Required tasks =
1. Write out the passage of the court opinion excerpt starting with "THE LOWER COURT" and going on through "REGULAR JURY PANEL.", exactly as it appears.
2. Give again, word for word, the rows starting with the line with "Box each shoreline" and going on through the line with "left=0, top=0, right=1200, bottom=910", and nothing more.

Document section =
□ □ □ □

Appellant testified that he invited the prosecutrix into his trailer to get some hoghead souse for a friend; that after giving the souse to her, the prosecutrix asked, if she could use his bathroom, and she was permitted to do so; that when she went to the bathroom, appellant went to the bedroom, took off his clothes, got in bed, and pulled the covers over his head; that the prosecutrix came to the door of the bedroom and he ordered her to get out of his house; and that the next thing he knew, she was on the porch yelling that appellant had tried to rape her.

I.

THE LOWER COURT ERRED IN OVERRULING DEFENDANT'S MOTION FOR A

CONTINUANCE AND REQUEST FOR AN ADDITIONAL SPECIAL VENIRE

WHEN THE SPECIAL VENIRE WAS EXHAUSTED AND DEFENDANT WAS

FORCED TO ACCEPT JURORS FROM THE REGULAR JURY PANEL.

□ □ □ □

Entries =
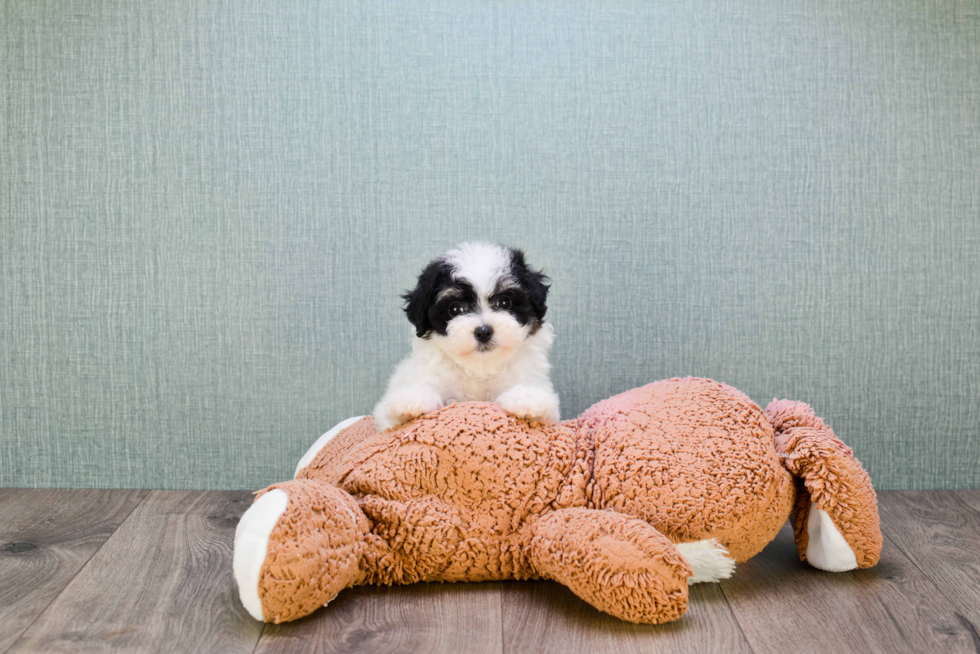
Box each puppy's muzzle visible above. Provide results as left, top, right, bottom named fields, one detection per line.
left=473, top=325, right=493, bottom=345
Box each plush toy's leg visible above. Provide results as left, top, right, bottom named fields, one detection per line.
left=529, top=509, right=692, bottom=624
left=234, top=479, right=369, bottom=623
left=766, top=400, right=881, bottom=572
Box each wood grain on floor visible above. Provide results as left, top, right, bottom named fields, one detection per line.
left=0, top=489, right=146, bottom=652
left=0, top=490, right=980, bottom=654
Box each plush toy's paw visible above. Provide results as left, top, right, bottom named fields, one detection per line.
left=374, top=388, right=444, bottom=430
left=766, top=400, right=882, bottom=572
left=233, top=479, right=370, bottom=623
left=496, top=384, right=561, bottom=422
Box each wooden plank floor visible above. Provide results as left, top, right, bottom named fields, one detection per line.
left=0, top=489, right=980, bottom=654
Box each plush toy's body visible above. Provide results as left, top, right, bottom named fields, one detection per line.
left=235, top=378, right=881, bottom=623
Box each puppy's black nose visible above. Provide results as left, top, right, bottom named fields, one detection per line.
left=473, top=325, right=493, bottom=344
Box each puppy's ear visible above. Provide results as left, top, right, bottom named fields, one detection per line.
left=402, top=260, right=450, bottom=338
left=510, top=249, right=550, bottom=322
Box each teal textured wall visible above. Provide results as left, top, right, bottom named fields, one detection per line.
left=0, top=0, right=980, bottom=488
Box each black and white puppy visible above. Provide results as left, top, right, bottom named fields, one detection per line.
left=374, top=243, right=559, bottom=429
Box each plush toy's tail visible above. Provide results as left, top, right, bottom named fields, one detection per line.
left=766, top=400, right=881, bottom=572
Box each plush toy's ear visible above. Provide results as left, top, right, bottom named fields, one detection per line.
left=510, top=249, right=549, bottom=322
left=402, top=259, right=452, bottom=338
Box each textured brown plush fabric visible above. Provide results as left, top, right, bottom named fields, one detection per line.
left=766, top=400, right=881, bottom=568
left=243, top=378, right=881, bottom=623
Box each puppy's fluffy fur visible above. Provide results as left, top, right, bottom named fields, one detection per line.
left=374, top=243, right=559, bottom=429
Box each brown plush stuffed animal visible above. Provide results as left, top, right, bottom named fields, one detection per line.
left=234, top=378, right=881, bottom=623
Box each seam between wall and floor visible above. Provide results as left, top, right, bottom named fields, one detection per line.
left=0, top=489, right=153, bottom=654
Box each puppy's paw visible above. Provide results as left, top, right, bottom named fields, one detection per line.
left=374, top=389, right=443, bottom=429
left=496, top=386, right=561, bottom=422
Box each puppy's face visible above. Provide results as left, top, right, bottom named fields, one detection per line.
left=403, top=243, right=548, bottom=370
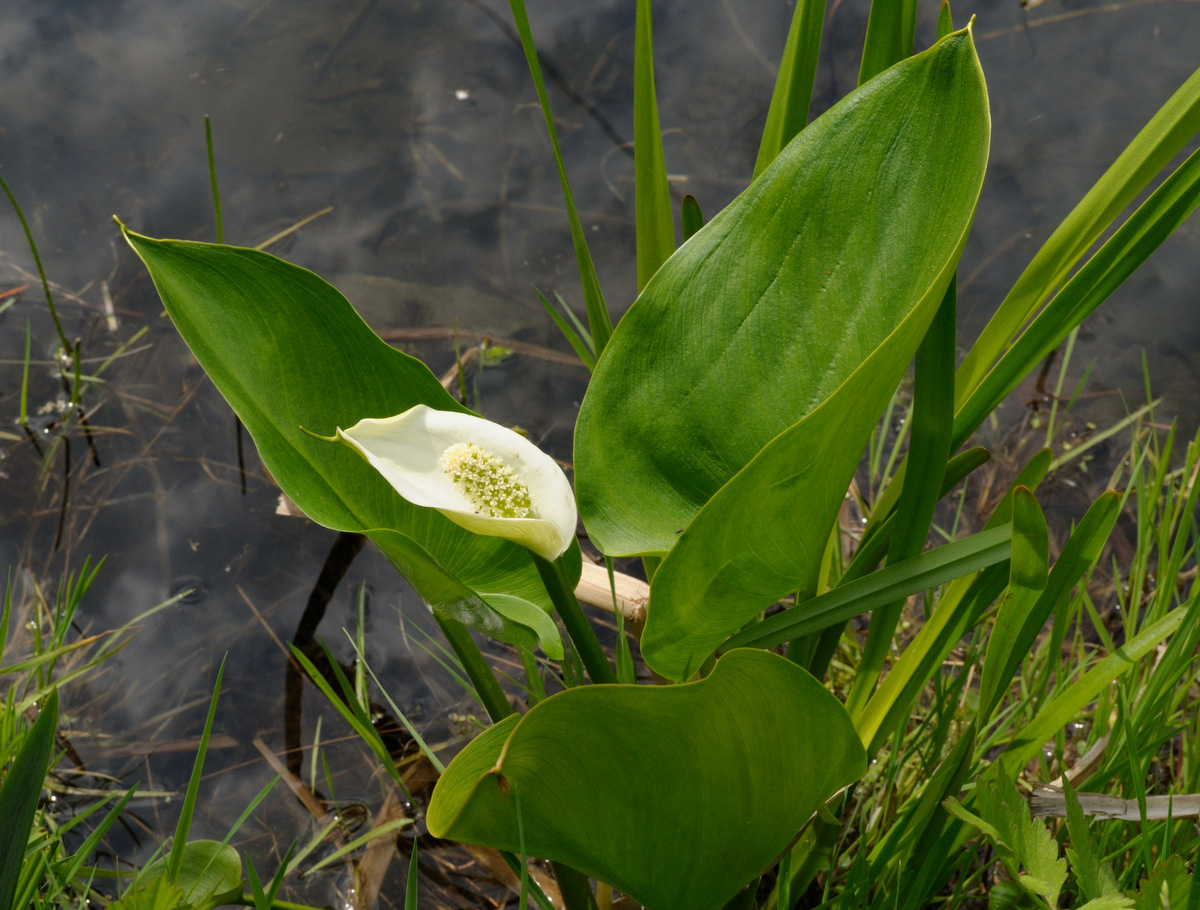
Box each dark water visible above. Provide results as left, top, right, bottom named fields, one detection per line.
left=0, top=0, right=1200, bottom=903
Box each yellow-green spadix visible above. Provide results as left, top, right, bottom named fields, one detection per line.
left=337, top=405, right=577, bottom=561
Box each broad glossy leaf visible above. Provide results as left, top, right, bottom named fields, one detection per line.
left=428, top=649, right=865, bottom=910
left=576, top=31, right=990, bottom=555
left=575, top=30, right=989, bottom=679
left=122, top=228, right=564, bottom=646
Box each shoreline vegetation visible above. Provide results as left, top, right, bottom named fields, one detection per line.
left=0, top=0, right=1200, bottom=910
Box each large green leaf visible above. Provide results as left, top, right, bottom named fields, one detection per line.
left=576, top=30, right=990, bottom=679
left=576, top=30, right=990, bottom=564
left=427, top=649, right=865, bottom=910
left=122, top=228, right=551, bottom=647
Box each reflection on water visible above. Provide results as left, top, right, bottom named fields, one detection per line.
left=0, top=0, right=1200, bottom=903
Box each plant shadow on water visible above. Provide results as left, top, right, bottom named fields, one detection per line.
left=0, top=0, right=1200, bottom=904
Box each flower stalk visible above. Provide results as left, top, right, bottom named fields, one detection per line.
left=532, top=553, right=617, bottom=683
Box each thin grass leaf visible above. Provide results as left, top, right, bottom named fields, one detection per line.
left=954, top=64, right=1200, bottom=407
left=347, top=636, right=445, bottom=774
left=634, top=0, right=674, bottom=292
left=290, top=641, right=413, bottom=802
left=166, top=658, right=226, bottom=884
left=979, top=490, right=1121, bottom=723
left=753, top=0, right=824, bottom=178
left=509, top=0, right=612, bottom=357
left=204, top=114, right=224, bottom=244
left=1007, top=597, right=1200, bottom=767
left=720, top=525, right=1012, bottom=653
left=305, top=819, right=413, bottom=875
left=0, top=689, right=59, bottom=908
left=404, top=840, right=419, bottom=910
left=979, top=486, right=1046, bottom=726
left=954, top=151, right=1200, bottom=444
left=679, top=193, right=704, bottom=243
left=858, top=0, right=917, bottom=85
left=533, top=288, right=596, bottom=370
left=846, top=277, right=958, bottom=714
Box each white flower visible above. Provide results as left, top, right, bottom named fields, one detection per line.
left=337, top=405, right=578, bottom=561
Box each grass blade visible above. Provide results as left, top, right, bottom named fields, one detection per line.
left=509, top=0, right=612, bottom=357
left=0, top=689, right=59, bottom=908
left=979, top=486, right=1050, bottom=728
left=979, top=490, right=1121, bottom=723
left=858, top=0, right=917, bottom=85
left=634, top=0, right=674, bottom=292
left=955, top=61, right=1200, bottom=406
left=748, top=0, right=824, bottom=178
left=846, top=279, right=958, bottom=714
left=533, top=288, right=596, bottom=370
left=721, top=525, right=1013, bottom=652
left=167, top=658, right=224, bottom=884
left=404, top=840, right=418, bottom=910
left=1007, top=597, right=1200, bottom=767
left=679, top=193, right=704, bottom=243
left=954, top=144, right=1200, bottom=447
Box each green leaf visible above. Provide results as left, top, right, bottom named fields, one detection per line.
left=954, top=70, right=1200, bottom=407
left=1006, top=595, right=1200, bottom=767
left=722, top=525, right=1012, bottom=651
left=139, top=840, right=242, bottom=908
left=854, top=449, right=1054, bottom=756
left=504, top=0, right=612, bottom=352
left=1134, top=855, right=1192, bottom=910
left=979, top=486, right=1050, bottom=726
left=122, top=226, right=564, bottom=647
left=976, top=765, right=1067, bottom=906
left=1062, top=777, right=1124, bottom=900
left=108, top=875, right=184, bottom=910
left=754, top=0, right=824, bottom=178
left=428, top=649, right=865, bottom=910
left=846, top=279, right=958, bottom=716
left=575, top=31, right=990, bottom=678
left=0, top=689, right=59, bottom=906
left=634, top=0, right=674, bottom=291
left=954, top=143, right=1200, bottom=445
left=163, top=658, right=220, bottom=882
left=576, top=31, right=989, bottom=556
left=858, top=0, right=917, bottom=85
left=979, top=490, right=1121, bottom=723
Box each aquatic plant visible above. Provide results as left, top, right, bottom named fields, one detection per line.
left=114, top=0, right=1200, bottom=910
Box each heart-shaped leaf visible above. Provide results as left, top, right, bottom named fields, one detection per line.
left=122, top=227, right=566, bottom=647
left=575, top=30, right=990, bottom=678
left=427, top=648, right=866, bottom=910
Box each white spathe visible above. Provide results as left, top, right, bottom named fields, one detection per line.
left=337, top=405, right=578, bottom=561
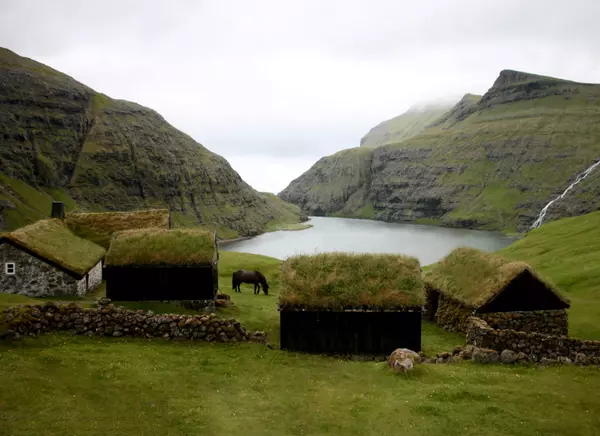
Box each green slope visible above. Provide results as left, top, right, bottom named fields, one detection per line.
left=0, top=49, right=301, bottom=237
left=360, top=104, right=452, bottom=148
left=280, top=70, right=600, bottom=232
left=499, top=212, right=600, bottom=340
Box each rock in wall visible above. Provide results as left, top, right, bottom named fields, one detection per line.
left=0, top=243, right=81, bottom=297
left=466, top=317, right=600, bottom=365
left=478, top=310, right=569, bottom=336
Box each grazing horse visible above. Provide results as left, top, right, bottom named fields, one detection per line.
left=231, top=269, right=269, bottom=295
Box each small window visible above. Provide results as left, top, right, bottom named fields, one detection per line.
left=4, top=262, right=16, bottom=276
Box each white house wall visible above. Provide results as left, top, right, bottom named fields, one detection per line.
left=87, top=261, right=102, bottom=292
left=0, top=243, right=80, bottom=297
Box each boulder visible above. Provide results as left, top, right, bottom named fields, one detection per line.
left=387, top=348, right=421, bottom=372
left=500, top=350, right=517, bottom=364
left=471, top=348, right=500, bottom=363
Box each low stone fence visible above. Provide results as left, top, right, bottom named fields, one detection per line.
left=477, top=310, right=569, bottom=336
left=0, top=299, right=267, bottom=343
left=466, top=316, right=600, bottom=365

□ □ □ □

Correct answers =
1.
THE LOWER COURT ERRED IN OVERRULING DEFENDANT'S MOTION FOR A

CONTINUANCE AND REQUEST FOR AN ADDITIONAL SPECIAL VENIRE

WHEN THE SPECIAL VENIRE WAS EXHAUSTED AND DEFENDANT WAS

FORCED TO ACCEPT JURORS FROM THE REGULAR JURY PANEL.

2.
Box each shoreline vegetation visible above. Provide results as left, top, right, bottom named fields, one detection per line.
left=0, top=0, right=1200, bottom=910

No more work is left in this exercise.